■ Problem to work on
Below are some records: retype them all exactly, but not the pictures.

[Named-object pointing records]
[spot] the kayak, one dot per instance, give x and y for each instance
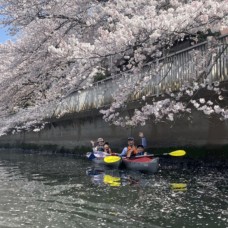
(97, 157)
(144, 164)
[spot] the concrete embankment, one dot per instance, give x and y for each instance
(77, 130)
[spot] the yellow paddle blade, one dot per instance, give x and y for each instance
(177, 153)
(111, 159)
(112, 181)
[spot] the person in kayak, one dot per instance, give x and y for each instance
(131, 149)
(107, 148)
(99, 146)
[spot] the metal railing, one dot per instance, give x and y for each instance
(175, 70)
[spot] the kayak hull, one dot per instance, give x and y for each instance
(98, 158)
(143, 164)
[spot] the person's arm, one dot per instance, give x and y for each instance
(124, 152)
(144, 142)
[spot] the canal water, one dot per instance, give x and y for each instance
(38, 190)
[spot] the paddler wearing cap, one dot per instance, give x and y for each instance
(99, 146)
(131, 149)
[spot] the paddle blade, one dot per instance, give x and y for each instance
(111, 159)
(177, 153)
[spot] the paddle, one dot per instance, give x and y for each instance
(176, 153)
(111, 159)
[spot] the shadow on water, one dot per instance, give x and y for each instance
(63, 191)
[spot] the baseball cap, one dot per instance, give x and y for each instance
(130, 138)
(100, 140)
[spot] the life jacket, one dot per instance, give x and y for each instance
(99, 148)
(134, 150)
(109, 151)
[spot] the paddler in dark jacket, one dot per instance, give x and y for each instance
(131, 149)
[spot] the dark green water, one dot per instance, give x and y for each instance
(55, 191)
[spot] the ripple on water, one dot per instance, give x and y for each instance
(48, 191)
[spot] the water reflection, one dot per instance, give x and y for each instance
(54, 191)
(116, 178)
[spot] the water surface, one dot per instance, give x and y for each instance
(40, 190)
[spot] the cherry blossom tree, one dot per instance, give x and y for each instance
(61, 46)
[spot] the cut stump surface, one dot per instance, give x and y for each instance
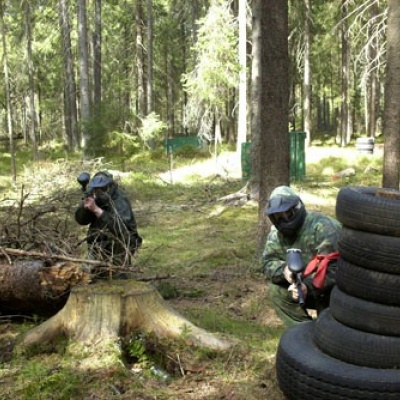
(107, 310)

■ Response for this exercise
[spot] the kayak, one dot per instance, give x and y for each instance
(97, 157)
(144, 164)
[spot] the concrete embankment, one dot per instance, give x and y for each instance
(77, 130)
[spot] the yellow paddle blade, one dot per instance, give x and y for each instance
(177, 153)
(111, 159)
(112, 181)
[spot] the person in kayak, one dot per instance, give x and y for each instance
(131, 149)
(107, 148)
(99, 146)
[spot] the metal railing, one dot per instance, give x and y for each instance
(175, 70)
[spot] the kayak hull, one dot per instance, give x and y for each instance
(98, 158)
(143, 164)
[spot] the person's arm, one dot per instance, give x and y for each instance
(124, 152)
(144, 142)
[spot] the canal water, one dot per instance, give x and y for each instance
(38, 190)
[spot] the paddler wearing cap, one dot per instance, give x and y for each instance
(99, 146)
(131, 149)
[spot] the paddle blade, one dot per instance, give x and y for each instance
(111, 159)
(177, 153)
[spot] the paddle, one dot per instance, give x and y for each instance
(176, 153)
(111, 159)
[spot] the shadow on water, one dot per instance, give x and y for each instance
(63, 191)
[spot] the baseball cap, one dot per instance, give x and y for each instance
(130, 138)
(100, 140)
[spot] the life jacket, one dot per instance, give x and y for each instance
(99, 148)
(134, 150)
(109, 151)
[spot] the paddler in dark jacket, one dot per instance, give x and y for each instance
(131, 149)
[spot] the dark green water, one dot per instance, give x and y for each instance
(55, 191)
[spot] the ripple on water, one dot per instance, give x and y for each instance
(48, 191)
[spot] the water reflection, one dot per instance, give x and y for each instance
(54, 191)
(116, 178)
[spot] the water surface, one dot per instance, give x and y for each instance
(40, 190)
[spot] the cherry blossom tree, one dot per instance, give x and y for each instance
(61, 46)
[spot] the cut stump surface, one dot per instance, give x and y for each instance
(107, 310)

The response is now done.